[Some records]
■ ■ ■ ■ ■
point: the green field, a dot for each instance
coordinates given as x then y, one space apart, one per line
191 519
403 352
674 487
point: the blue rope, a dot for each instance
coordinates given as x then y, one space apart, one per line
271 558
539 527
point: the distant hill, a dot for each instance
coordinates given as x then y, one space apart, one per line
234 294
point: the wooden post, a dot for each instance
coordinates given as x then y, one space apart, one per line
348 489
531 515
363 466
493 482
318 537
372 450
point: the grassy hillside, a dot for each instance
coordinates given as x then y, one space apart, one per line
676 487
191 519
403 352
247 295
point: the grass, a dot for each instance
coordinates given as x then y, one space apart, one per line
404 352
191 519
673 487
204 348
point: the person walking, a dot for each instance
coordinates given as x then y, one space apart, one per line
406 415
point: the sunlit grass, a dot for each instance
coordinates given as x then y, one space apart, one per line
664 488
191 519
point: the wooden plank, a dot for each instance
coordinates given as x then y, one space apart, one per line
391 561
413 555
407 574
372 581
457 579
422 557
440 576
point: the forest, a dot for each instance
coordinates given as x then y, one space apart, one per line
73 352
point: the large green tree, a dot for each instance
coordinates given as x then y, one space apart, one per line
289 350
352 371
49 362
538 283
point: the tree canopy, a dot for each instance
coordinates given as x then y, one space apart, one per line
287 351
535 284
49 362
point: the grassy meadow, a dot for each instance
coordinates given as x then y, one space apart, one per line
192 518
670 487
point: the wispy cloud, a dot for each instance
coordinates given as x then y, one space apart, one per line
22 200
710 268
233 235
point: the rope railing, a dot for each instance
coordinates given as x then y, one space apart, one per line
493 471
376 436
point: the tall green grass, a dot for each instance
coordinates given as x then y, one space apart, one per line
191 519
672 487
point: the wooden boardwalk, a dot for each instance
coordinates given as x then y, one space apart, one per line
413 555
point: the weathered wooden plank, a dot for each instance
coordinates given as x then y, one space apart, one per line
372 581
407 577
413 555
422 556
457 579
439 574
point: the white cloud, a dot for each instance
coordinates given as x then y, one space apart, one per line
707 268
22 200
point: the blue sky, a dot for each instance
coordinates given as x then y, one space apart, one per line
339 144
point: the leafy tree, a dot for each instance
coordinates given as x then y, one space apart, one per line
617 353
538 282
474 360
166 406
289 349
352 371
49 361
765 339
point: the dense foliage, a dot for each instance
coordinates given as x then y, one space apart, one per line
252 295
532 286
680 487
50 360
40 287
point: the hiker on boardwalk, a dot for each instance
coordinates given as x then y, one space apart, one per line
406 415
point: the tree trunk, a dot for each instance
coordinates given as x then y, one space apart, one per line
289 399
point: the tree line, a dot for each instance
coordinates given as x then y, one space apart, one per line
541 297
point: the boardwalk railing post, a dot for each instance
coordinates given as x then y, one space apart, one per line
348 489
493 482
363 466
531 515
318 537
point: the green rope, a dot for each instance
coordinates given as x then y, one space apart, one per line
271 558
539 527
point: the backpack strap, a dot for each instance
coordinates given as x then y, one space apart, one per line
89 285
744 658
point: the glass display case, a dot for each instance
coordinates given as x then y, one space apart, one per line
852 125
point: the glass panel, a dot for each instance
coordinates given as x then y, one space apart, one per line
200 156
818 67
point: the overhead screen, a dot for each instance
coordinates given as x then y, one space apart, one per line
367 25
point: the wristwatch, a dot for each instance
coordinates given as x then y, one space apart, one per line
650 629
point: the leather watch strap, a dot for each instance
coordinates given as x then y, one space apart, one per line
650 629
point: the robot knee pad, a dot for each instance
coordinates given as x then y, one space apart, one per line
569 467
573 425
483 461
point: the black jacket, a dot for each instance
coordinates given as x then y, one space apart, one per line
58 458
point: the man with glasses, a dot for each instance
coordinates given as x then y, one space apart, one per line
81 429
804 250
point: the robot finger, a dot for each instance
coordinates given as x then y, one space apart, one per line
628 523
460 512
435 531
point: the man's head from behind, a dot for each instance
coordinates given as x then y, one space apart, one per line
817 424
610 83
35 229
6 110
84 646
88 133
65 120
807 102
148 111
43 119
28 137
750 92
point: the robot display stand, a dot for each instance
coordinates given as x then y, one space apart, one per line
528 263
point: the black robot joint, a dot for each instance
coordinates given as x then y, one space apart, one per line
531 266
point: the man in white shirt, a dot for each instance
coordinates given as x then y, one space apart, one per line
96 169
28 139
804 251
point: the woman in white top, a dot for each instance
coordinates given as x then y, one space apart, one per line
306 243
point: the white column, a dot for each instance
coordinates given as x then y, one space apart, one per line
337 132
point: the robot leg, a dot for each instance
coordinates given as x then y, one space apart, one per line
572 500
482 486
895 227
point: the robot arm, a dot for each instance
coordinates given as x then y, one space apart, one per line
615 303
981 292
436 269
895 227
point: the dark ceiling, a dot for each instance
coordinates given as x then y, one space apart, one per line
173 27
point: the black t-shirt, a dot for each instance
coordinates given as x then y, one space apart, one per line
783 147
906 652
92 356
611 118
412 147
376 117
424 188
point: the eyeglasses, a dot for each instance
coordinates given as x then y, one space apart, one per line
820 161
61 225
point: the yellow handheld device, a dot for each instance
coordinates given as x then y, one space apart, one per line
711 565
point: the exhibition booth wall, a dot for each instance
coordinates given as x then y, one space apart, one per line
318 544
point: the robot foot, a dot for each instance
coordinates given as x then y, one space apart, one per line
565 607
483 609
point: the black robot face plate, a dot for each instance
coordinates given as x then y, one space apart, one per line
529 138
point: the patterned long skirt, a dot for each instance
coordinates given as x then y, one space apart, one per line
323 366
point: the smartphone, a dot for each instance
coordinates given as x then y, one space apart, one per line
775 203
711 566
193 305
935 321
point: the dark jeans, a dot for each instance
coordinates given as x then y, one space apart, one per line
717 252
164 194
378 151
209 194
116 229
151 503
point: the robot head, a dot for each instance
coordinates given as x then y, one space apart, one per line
■ ■ ■ ■ ■
# EXERCISE OBJECTIVE:
Rewrite all of the material above, swapping "a dot for each instance" for "one dot per instance" everywhere it appears and leaving everything else as it is.

# SOLVED EXERCISE:
point: the green field, one dot per instance
coordinates given as x then y, one space apart, one per line
191 519
403 352
674 487
point: the blue rope, one dot per instance
coordinates given as x then y, one space apart, one per line
271 558
539 527
point: the distant hill, one dot per instance
coordinates given as x then y, one space apart, one per line
234 294
point: the wooden post, one dot per instance
coordinates given as x then y, one space apart, one per line
348 489
531 515
363 466
493 482
318 537
372 450
point: the grassy hillside, one dot per instance
coordinates given as x then y, one space apart, one per line
676 487
191 519
403 352
247 295
point: the grass, one dot per instance
coordinates given as x then y, one space apart, one per line
404 352
191 519
673 487
204 348
point: the person walking, one dot per instance
coordinates given as x then y, one space apart, one per line
406 415
point: the sunlit grass, one dot per instance
coordinates given as x then y, one space apart, one per line
664 488
191 519
point: the wooden plank, one dot per instance
coordinates given as x then y, one space apart, one per line
391 561
413 555
407 574
372 581
457 579
422 557
440 576
point: the forest, one dot per instance
coordinates given as x then y, one space apart, one per line
73 352
point: the large green tree, one dot per instance
coordinates given as x then y, one space apart, one per line
289 350
352 371
49 362
538 283
point: the tree canopy, one dot per instance
coordinates given as x then y, one space apart, one per line
287 351
535 284
49 362
point: the grassy meadow, one dot per instance
coordinates given as x then y, one space apart, one per line
192 518
670 487
point: the wispy cloud, one dot per instance
coordinates given as x then y, one space apart, one per line
22 200
710 268
233 235
point: the rope railing, one dot per instance
coordinates given as x then y, one space apart, one per line
493 471
376 436
point: the tall green grass, one dot per instance
coordinates given as x then y, one space apart, one per line
191 519
672 487
point: the wooden boardwalk, one dot per instance
coordinates given as x then y, one space apart, one per line
413 555
point: the weathered wooden plank, one dot per instance
coordinates given as x then y, one space apart, one per line
372 581
407 577
413 555
422 556
457 579
439 574
point: the white cloud, one dot per instance
coordinates given as x then y, one space apart, one per line
707 268
22 200
point: the blue sky, one dot per instance
coordinates given as x then y, one space apart, one per line
339 144
point: the leafy tree, one dot per instance
coordinates given as x then y, one space apart, one per line
617 353
538 282
474 360
166 406
289 349
352 371
49 361
765 339
point: the dense foliage, one dot per instance
coordinates given as x then y, one space apart, one per line
252 295
532 286
680 487
50 360
40 287
point: the hiker on boardwalk, one dot per instance
coordinates given as x then y, one space apart, one per line
406 415
point: the tree trunk, one dot per instance
coordinates given as x then y, one space apart, one per line
289 399
point: the tree line, one dot per instance
coordinates given as x then y, one space apart, one per line
541 297
point: the boardwalk railing post, one dot per instance
coordinates given as x then y, one space apart, one per line
348 489
493 482
363 466
531 515
318 537
point: the green rope, one dot per instance
coordinates given as x then y, one space apart, one per line
271 558
539 527
point: the backpack strap, one dot per instance
coordinates given as x then y, one space apart, one per line
89 285
744 658
point: the glass display case, one dot per instance
coordinates given as x then y, one space apart, one per line
852 125
point: the glass panel, one dot per instance
coordinates given as x then y, one space apart, one per line
200 156
818 67
point: the overhead screen, one dot per instance
coordinates given as x then y, one space apart, one per line
367 25
point: the wristwatch, one dot per instance
coordinates given as x then y, one space apart, one per line
650 629
point: the leather watch strap, one dot per instance
coordinates given as x then y, one space apart, one per line
650 629
point: the robot knee pad, one dot per instance
coordinates given as x then y, one space apart, one per line
569 467
573 425
483 461
point: the black jacket, one dot per instance
coordinates given as x then y, one space apart, one per line
58 458
point: the man with glasses, one dot per instance
coordinates given as x then y, one space apart, one per line
81 429
804 250
point: the robot finger, one dot per instance
coordinates given as x then y, one space apart, one per line
628 523
460 512
435 531
point: the man's head from behind, one dot per instance
coordinates given as x then y, one space apart, one per line
817 424
610 83
35 229
6 110
84 646
88 133
65 120
807 102
148 111
43 119
28 137
750 92
point: the robot display stand, one dot per instance
coordinates given as x then y, one space apart, one per line
528 263
point: the black robot joint, one dot per instance
coordinates given as x then y, one space apart, one per line
531 266
point: the man in white shirt, one dot per instance
coordinates given as x then y, one space apart, one per line
96 169
28 139
804 251
point: the woman in white top, one dot per instance
coordinates given as x then y, one space apart, one per line
306 243
point: the white column, one dot per instance
coordinates given as x then y, one space apart, one per line
337 132
point: the robot leg, one dot per instance
coordinates given as x then y, one space apart, one per line
572 500
482 486
895 227
point: the robot arm, one dot per instance
coordinates given as x then y, one space apart, one per line
615 303
981 292
436 269
895 227
point: the dark ceiling, one dot per instance
coordinates given as x then y, one space apart, one per line
173 27
point: the black t-shirt, one dot per instance
coordinates given as x then y, one space apart, one per line
783 147
906 652
92 356
611 118
412 147
376 117
424 188
point: the eyeglasses, one dot per instance
coordinates given as x then y, one space apart, one per line
820 161
61 225
point: the yellow handheld device, one dot per instance
coordinates given as x then y, one space apart, one per line
711 565
point: the exhibition booth wall, one dot per instance
coordinates given as x then y, one space apart, one per line
318 544
point: the robot foot, one dot per instance
coordinates given as x then y, one space apart, one per line
565 607
483 609
point: the black robot face plate, one dot per instance
coordinates given as x then y, one space apart, one per line
529 138
point: the patterned long skirt, one dot per instance
coordinates given as x then y, one space apart, one per line
323 366
point: the smartphone, one dot per instance
coordinates given as x then y, one space apart, one per line
775 203
711 566
193 305
935 321
point: the dark jeans, one dot per instance
coordinates given as x then y, one space apart, one per line
717 252
164 194
378 151
209 194
116 229
151 503
point: the robot head, one dot per instance
coordinates given as x then y, one space apart, one per line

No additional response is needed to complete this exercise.